3.11.2014

(DRAFT UNFINISHED) I am not the Great Santini... I am me... a strange meld of slacker dad and Tiger Dad


Chilling online but planning on getting on the bike w Dean
Like ·  ·  · 13 minutes ago via Strava ·

it is true...
I am a Type A Slacker
the Type A Slacker is a strange breed
a twisted combinations of polar opposites
but it is true... I am a Type A Slacker

make that Type A Slacker a parent and well
you get an interesting monster
most parents are monsters
the Type A Slacker Parent is an interesting monsters

I am that interesting monster... the Type A Slacker Dad

I am a type
we are all types
I am a rare and unusual type
my strengths and my weakness dance together

it is tough to be a drill sergeant  to you kids
but most any and all family activities happen with the kids at gunpoint
screen time or one screen incarnation is the default setting of kids today
motivation comes from structure or parental lead activities

this morning came up and almost evaded me
last night I burned the midnight oil as I played with images from the DC Bike Party
was having a good time looking through what I had
there is some tedium
as there are many blurred images which necessitate the redundant task of hitting the delete key




there there is usual a slight cropping and an adjustment of the levels
my post production editing is a minimal process
I try to be fast, efficient, and almost robotic
gotta motor through
instead of sharing a Gwadzilla's Greatest Hits
I like to be generous and document more
and lessen my vanity and less than perfect photos come out as I feel that each person enjoys being representative

so... staying up late caused me to sleep late
rather late
real late
so late that I did not feed my younger son then instruct him to go to Karate this morning

he was up... he was aware of the morning task... he was watching television and lost track of time
so when I woke up he raged on me
like it was my fault
sort of but not really

so I focused on my older son Dean... who climbed back into bed just as he should be starting to get ready
interestingly enough my younger son has a better sense of time and commitment than my older son
Dean is a little happy go lucky while Grant is very matter of fact
so... I was surprised that Grant missed Karate without my assistance but confident that Dean would miss Karate if I did not guide his actions

once Dean's momentum to get suited up/fed/and off to Karate I started to motivate Grant to go for a morning hike with the dog
he was trying to weasel out of it
trying to petition for a shorter distance

then when we finally stepped out the door
Grant being dressed and ready long before me
we ran into Lisa... Lisa was back from the John Eaton Tree Sale and had a schedule for hair cuts for the two of them... this cut our hike short

or did it have to?
the short was cut short and the pace was pushed up

Grant gave me the usual... "you carry the leash! I am not walking the dog!"
· · · ·
** Requirement 1 **
Return each line in the rows below that contains the string "headscarf". Case counts.

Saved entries
· · · ·
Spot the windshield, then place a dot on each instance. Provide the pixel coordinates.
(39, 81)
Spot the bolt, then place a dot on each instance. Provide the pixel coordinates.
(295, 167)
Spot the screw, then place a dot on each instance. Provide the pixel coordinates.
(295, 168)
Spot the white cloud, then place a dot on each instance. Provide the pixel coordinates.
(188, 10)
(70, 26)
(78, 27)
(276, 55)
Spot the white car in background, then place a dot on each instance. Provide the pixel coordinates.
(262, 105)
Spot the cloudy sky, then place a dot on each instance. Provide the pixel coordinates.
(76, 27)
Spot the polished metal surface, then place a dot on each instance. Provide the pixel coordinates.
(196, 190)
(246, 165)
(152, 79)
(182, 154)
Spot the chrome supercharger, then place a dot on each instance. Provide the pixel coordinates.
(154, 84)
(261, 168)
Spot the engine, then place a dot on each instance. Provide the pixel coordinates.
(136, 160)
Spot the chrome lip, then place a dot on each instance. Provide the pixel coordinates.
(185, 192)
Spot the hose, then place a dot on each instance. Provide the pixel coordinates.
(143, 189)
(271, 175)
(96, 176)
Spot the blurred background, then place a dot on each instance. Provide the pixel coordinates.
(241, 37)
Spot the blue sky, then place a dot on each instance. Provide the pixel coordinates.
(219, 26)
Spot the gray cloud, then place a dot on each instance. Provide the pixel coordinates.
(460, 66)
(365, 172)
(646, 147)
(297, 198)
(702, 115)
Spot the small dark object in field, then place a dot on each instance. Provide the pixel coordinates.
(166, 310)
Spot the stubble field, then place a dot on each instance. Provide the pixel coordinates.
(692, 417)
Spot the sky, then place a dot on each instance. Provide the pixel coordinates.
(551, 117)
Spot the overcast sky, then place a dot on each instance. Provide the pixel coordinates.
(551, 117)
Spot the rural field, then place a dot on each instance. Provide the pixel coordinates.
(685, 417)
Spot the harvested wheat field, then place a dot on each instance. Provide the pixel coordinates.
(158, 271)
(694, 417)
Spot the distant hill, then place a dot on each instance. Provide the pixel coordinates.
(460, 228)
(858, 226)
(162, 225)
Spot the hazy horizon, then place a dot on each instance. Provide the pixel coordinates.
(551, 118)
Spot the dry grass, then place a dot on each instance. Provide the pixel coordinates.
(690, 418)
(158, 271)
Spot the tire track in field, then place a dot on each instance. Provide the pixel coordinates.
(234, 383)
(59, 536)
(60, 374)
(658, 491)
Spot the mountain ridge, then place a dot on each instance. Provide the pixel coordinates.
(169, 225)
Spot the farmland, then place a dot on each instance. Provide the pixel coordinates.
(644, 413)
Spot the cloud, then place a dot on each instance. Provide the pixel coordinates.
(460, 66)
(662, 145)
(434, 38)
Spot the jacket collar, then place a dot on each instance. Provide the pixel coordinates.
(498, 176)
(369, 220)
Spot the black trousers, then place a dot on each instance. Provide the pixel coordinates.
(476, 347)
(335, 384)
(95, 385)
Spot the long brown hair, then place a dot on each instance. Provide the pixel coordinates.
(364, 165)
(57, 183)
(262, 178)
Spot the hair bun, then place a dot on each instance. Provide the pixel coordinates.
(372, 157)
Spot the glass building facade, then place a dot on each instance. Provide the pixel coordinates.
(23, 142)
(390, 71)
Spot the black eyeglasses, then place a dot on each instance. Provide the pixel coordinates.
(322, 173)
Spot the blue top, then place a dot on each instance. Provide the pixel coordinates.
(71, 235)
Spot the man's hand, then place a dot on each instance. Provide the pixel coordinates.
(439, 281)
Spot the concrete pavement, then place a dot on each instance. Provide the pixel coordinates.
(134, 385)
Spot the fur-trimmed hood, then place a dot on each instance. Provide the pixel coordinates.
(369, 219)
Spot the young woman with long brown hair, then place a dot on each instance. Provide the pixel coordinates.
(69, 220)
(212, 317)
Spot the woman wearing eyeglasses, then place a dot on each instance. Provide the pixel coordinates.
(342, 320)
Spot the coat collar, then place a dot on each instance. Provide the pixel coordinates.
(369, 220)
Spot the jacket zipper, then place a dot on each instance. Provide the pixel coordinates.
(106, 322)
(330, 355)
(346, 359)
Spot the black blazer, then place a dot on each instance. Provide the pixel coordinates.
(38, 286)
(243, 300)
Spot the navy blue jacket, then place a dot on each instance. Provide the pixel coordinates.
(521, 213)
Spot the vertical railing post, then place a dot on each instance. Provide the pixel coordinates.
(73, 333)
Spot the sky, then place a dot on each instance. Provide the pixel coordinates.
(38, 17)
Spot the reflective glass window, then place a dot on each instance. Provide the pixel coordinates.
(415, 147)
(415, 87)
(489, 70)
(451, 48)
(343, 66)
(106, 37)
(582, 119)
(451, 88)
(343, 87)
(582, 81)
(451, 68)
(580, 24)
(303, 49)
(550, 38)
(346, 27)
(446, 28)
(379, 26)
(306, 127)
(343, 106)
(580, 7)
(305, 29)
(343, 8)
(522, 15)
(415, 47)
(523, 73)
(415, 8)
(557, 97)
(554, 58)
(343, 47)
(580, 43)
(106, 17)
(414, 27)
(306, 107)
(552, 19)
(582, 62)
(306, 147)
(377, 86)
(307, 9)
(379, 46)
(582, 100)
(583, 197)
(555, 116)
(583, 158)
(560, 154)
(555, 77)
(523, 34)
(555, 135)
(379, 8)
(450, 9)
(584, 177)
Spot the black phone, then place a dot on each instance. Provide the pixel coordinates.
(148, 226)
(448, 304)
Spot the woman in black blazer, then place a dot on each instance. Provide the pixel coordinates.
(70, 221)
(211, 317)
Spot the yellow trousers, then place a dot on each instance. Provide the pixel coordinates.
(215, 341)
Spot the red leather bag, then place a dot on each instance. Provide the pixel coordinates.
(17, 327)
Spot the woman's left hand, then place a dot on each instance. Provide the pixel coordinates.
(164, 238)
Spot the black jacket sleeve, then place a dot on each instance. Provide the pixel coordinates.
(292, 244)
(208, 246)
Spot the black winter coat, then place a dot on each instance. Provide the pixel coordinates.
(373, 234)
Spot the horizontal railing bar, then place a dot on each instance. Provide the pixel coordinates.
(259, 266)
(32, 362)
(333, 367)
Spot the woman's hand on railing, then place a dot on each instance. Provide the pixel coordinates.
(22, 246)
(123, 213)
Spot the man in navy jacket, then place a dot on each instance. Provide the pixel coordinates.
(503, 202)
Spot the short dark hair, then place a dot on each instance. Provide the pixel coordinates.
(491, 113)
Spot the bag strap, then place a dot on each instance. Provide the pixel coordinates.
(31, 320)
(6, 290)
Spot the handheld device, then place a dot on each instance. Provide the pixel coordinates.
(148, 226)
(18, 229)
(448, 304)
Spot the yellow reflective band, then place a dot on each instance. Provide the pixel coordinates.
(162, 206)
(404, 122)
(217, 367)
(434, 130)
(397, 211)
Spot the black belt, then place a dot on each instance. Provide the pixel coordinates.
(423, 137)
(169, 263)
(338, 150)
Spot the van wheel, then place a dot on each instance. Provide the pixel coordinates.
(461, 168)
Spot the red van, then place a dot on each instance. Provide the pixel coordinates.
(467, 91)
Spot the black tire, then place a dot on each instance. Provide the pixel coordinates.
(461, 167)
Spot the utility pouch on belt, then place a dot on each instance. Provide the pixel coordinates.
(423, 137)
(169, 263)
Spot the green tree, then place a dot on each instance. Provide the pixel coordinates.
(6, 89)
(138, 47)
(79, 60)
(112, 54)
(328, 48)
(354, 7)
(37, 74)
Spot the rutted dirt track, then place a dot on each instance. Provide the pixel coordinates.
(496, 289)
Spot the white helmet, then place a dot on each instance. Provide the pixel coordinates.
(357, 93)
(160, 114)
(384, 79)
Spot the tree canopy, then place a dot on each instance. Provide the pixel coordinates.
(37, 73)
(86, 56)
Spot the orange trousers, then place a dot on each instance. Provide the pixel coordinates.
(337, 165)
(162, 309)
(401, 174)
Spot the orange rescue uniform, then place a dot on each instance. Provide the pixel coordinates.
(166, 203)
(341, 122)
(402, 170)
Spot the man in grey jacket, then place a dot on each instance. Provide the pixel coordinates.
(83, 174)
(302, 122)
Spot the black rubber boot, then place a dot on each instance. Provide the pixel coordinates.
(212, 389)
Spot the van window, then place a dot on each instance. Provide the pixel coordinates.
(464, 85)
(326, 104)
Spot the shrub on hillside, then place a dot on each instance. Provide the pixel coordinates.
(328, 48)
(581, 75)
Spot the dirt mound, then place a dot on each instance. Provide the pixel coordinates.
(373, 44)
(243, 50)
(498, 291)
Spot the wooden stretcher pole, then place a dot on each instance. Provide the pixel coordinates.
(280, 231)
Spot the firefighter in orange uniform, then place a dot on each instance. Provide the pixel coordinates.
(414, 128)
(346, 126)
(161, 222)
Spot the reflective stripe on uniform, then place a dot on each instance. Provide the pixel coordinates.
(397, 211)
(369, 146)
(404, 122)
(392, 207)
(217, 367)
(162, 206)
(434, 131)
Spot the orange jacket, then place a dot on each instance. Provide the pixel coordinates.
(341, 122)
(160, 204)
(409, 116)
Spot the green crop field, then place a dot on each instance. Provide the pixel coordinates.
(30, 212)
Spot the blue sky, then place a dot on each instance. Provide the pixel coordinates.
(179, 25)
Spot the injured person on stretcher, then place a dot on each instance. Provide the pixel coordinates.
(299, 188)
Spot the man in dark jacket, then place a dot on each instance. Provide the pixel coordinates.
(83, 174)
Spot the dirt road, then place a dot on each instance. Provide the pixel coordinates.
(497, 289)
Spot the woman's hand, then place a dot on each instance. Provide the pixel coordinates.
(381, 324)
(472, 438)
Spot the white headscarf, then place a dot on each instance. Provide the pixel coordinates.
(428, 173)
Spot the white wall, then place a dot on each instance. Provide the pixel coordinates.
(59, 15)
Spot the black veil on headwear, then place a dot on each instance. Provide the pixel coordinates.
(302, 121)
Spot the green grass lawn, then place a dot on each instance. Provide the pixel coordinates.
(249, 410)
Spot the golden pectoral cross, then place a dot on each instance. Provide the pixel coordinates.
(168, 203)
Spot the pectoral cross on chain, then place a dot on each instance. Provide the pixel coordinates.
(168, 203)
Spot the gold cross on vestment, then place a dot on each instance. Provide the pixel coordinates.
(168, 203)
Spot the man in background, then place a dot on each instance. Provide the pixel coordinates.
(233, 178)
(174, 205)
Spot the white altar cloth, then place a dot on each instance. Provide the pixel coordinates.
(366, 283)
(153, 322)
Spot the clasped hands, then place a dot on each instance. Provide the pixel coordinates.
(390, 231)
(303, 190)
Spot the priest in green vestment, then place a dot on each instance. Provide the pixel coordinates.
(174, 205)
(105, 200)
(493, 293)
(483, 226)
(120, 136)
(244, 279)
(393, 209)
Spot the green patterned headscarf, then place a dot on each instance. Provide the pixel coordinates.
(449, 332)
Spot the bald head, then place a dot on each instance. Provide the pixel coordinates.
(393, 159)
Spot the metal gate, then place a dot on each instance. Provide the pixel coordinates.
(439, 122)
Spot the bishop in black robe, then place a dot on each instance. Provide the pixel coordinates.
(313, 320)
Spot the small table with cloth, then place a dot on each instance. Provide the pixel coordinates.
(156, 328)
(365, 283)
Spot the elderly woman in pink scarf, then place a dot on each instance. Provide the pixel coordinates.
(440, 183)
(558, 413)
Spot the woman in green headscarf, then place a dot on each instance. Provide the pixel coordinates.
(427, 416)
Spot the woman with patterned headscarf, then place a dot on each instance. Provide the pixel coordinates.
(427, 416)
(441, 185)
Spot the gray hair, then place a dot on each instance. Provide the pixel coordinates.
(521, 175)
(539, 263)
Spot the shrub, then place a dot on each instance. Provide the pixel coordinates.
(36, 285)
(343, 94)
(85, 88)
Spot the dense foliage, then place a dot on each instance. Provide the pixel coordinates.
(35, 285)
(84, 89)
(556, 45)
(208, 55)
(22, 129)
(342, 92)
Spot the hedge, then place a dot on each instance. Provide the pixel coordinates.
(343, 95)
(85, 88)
· · · ·
** Requirement 2 **
Please update the blog post between "then when we" and "it have to?", inclusive, and give that part again with "hike" changed to "walk".

** Written answer 1 **
Spot the white headscarf, then place a dot on each instance. Provide the pixel coordinates.
Spot the green patterned headscarf, then place a dot on each instance. Provide the pixel coordinates.
Spot the woman in green headscarf, then place a dot on each instance. Provide the pixel coordinates.
Spot the woman with patterned headscarf, then place a dot on each instance. Provide the pixel coordinates.

** Written answer 2 **
then when we finally stepped out the door
Grant being dressed and ready long before me
we ran into Lisa... Lisa was back from the John Eaton Tree Sale and had a schedule for hair cuts for the two of them... this cut our walk short

or did it have to?